┌─ THE INPUT

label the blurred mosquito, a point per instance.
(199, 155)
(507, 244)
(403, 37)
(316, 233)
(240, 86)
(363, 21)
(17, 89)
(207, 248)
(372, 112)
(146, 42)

└─

Write out the data above as a JSON list of strings, one string for each line, leaving out blank lines.

[
  "label the blurred mosquito, a point per instance.",
  "(199, 155)",
  "(507, 244)",
  "(403, 37)",
  "(316, 233)",
  "(240, 86)",
  "(363, 21)",
  "(17, 89)",
  "(207, 248)",
  "(372, 112)",
  "(146, 42)"
]